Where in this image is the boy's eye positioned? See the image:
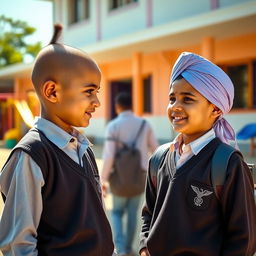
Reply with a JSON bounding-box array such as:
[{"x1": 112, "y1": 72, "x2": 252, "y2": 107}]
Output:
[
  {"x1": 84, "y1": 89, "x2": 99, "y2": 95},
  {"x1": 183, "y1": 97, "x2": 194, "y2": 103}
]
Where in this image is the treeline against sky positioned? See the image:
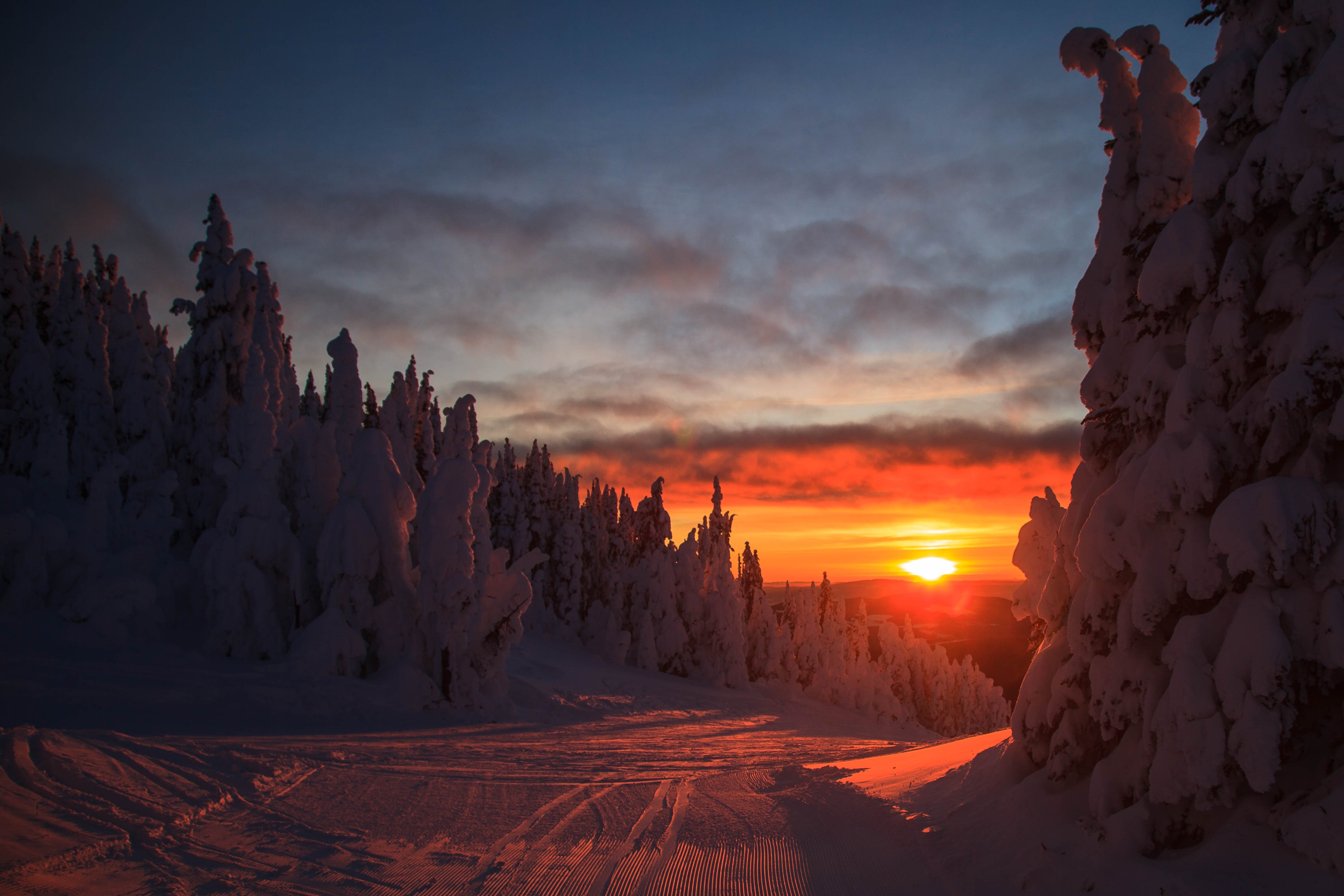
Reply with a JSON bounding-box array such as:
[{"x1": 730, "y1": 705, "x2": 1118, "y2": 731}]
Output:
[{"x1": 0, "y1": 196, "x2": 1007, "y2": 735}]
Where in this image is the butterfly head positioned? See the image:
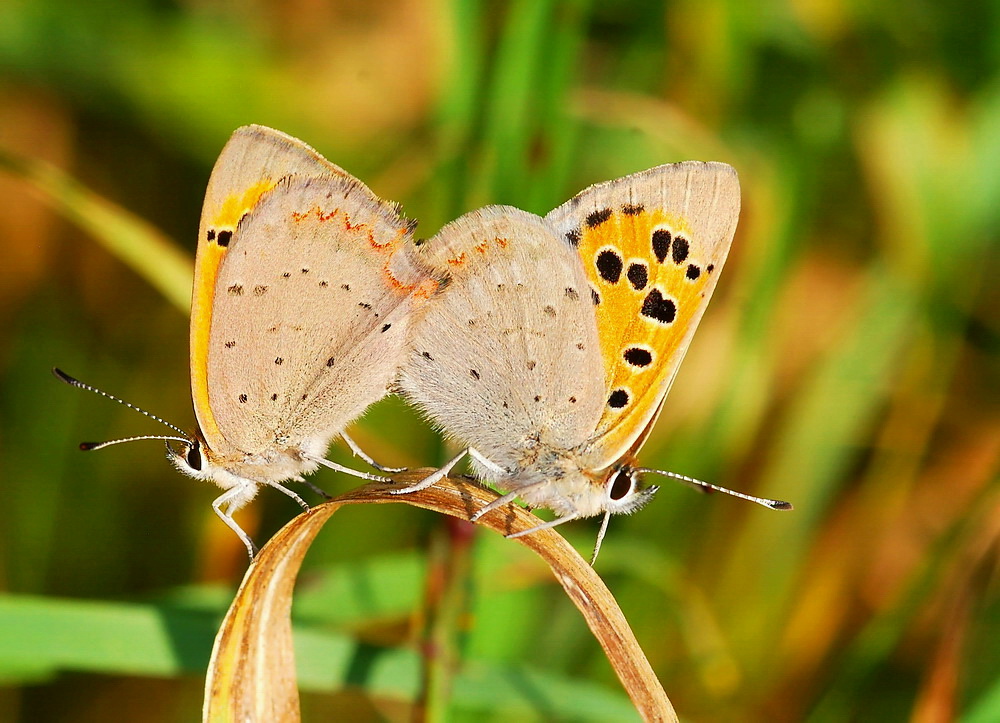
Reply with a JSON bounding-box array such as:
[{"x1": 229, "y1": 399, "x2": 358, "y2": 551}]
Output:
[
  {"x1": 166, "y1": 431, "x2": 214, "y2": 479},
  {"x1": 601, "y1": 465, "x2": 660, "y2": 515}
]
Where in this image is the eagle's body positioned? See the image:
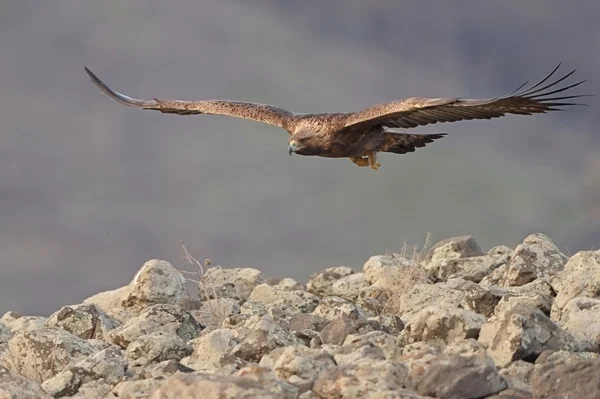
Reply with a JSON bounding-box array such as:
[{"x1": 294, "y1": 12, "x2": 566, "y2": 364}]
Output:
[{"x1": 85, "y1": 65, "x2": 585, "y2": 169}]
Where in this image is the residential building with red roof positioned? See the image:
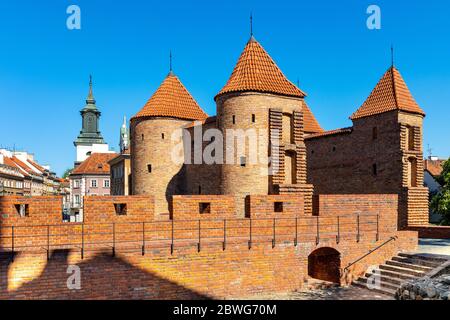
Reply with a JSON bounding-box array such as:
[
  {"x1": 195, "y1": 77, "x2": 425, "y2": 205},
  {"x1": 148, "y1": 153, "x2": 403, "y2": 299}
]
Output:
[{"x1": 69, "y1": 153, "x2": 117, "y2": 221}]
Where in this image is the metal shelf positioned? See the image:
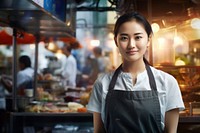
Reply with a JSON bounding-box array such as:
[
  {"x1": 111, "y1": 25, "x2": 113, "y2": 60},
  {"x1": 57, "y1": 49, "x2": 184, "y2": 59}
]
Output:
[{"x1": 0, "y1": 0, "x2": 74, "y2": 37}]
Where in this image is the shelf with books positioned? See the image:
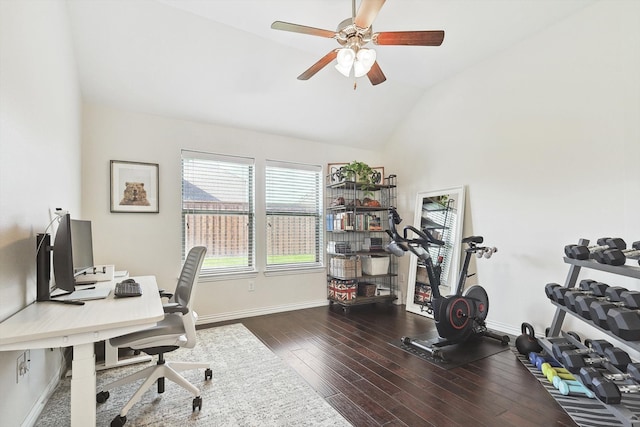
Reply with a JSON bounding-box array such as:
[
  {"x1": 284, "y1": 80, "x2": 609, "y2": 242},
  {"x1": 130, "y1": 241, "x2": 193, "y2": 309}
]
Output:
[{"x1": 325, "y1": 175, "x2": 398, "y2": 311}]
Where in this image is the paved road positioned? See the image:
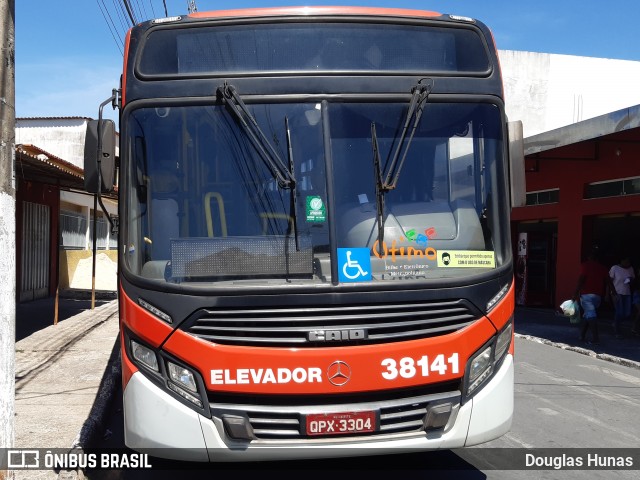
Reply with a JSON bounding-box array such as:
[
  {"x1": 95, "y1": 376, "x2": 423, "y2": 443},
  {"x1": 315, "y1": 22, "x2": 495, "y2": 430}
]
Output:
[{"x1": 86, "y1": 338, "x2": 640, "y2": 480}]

= = = = = = =

- _WRITTEN INSTRUCTION_:
Rewrite all the records above, replacing every "positioned" with "located" and changing nothing else. Leave the pictures out.

- _FINAL ANSWER_:
Where in this image is the boy's eye located? See the image:
Reply with a JSON bounding-box array such as:
[{"x1": 112, "y1": 72, "x2": 252, "y2": 107}]
Output:
[
  {"x1": 84, "y1": 89, "x2": 99, "y2": 95},
  {"x1": 183, "y1": 97, "x2": 194, "y2": 103}
]
Where in this image is the treeline against sky located? See the image:
Reply with a JSON bounding-box array such as:
[{"x1": 730, "y1": 705, "x2": 1118, "y2": 731}]
Output:
[{"x1": 0, "y1": 196, "x2": 1007, "y2": 735}]
Where in this image is the butterfly head located? See the image:
Reply with a JSON bounding-box array such as:
[{"x1": 229, "y1": 399, "x2": 358, "y2": 551}]
Output:
[
  {"x1": 166, "y1": 431, "x2": 214, "y2": 479},
  {"x1": 601, "y1": 465, "x2": 660, "y2": 515}
]
Where in this image is the eagle's body located? See the image:
Reply with a JSON bounding-box array such as:
[{"x1": 294, "y1": 12, "x2": 566, "y2": 364}]
Output:
[{"x1": 85, "y1": 65, "x2": 585, "y2": 169}]
Where in this image is the residential building with red roof located? See the image:
Reply with a JSON bounding-box array such as:
[
  {"x1": 195, "y1": 77, "x2": 425, "y2": 205},
  {"x1": 148, "y1": 153, "x2": 403, "y2": 299}
]
Output:
[{"x1": 69, "y1": 153, "x2": 117, "y2": 221}]
Where in this image is the metal shelf located? See the image:
Reply with a JSON bounding-box array such as:
[
  {"x1": 111, "y1": 25, "x2": 113, "y2": 60},
  {"x1": 57, "y1": 49, "x2": 184, "y2": 59}
]
Output:
[{"x1": 0, "y1": 0, "x2": 74, "y2": 37}]
Where in this image is the shelf with books located? See the image:
Reply with a JSON bounding-box array such as:
[
  {"x1": 284, "y1": 80, "x2": 609, "y2": 242},
  {"x1": 130, "y1": 241, "x2": 193, "y2": 309}
]
Output:
[{"x1": 325, "y1": 175, "x2": 398, "y2": 311}]
Where in this image is the paved road located? See the image:
Reply with a JSON bounding-box array such as:
[
  {"x1": 95, "y1": 376, "x2": 423, "y2": 443},
  {"x1": 315, "y1": 22, "x2": 495, "y2": 430}
]
Output:
[{"x1": 86, "y1": 338, "x2": 640, "y2": 480}]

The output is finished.